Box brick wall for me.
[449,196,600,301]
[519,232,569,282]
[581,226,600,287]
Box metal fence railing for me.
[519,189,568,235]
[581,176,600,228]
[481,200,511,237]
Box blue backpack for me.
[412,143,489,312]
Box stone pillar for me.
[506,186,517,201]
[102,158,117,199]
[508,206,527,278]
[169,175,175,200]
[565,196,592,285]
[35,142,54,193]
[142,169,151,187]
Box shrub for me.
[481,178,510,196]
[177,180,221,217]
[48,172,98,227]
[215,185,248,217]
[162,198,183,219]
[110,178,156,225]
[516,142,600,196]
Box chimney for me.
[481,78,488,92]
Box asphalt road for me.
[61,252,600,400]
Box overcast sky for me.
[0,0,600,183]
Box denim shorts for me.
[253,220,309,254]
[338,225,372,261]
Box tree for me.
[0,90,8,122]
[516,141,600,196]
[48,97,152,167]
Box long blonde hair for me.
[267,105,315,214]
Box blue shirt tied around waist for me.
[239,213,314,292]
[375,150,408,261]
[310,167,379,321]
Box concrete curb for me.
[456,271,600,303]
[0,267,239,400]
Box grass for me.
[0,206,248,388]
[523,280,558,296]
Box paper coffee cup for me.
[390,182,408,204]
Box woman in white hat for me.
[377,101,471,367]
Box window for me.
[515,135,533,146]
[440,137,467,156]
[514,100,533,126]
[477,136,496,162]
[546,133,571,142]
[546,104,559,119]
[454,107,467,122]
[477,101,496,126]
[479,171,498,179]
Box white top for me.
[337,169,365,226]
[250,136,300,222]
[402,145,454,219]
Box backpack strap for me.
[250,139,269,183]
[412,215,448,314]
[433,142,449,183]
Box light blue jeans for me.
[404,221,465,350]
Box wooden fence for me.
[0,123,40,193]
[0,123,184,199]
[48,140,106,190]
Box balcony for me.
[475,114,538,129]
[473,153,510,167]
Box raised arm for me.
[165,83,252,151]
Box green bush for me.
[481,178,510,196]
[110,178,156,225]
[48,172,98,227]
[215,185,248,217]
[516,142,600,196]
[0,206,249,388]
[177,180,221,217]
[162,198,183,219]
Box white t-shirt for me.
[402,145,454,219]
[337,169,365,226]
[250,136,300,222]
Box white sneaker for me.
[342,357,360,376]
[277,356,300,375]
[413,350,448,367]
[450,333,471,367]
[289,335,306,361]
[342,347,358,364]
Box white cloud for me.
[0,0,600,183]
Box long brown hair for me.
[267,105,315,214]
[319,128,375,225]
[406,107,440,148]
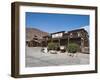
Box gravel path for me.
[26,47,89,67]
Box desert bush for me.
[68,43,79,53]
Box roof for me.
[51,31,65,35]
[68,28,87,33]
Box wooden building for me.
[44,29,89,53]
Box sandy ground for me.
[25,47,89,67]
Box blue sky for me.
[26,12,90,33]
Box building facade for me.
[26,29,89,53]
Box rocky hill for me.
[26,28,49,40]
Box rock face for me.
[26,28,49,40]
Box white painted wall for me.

☆ ☆ ☆ ☆

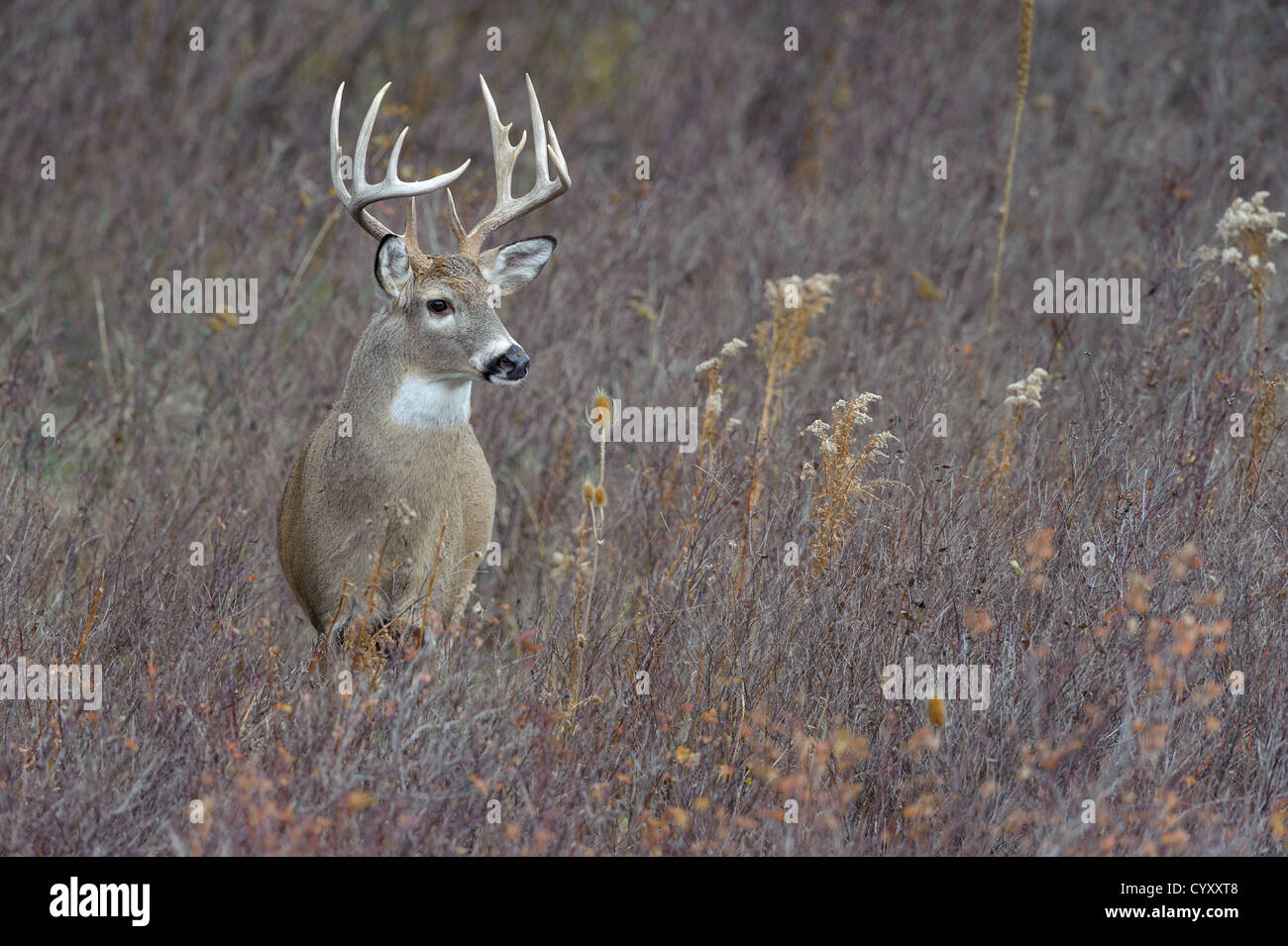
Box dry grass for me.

☆ ☆ ☆ ☆

Devolva, sem nenhuma alteração, cada linha das entradas acima em que aparece a palavra "wall".

• **Exercício resolvido**
Box brick wall for me.
Box white painted wall for me.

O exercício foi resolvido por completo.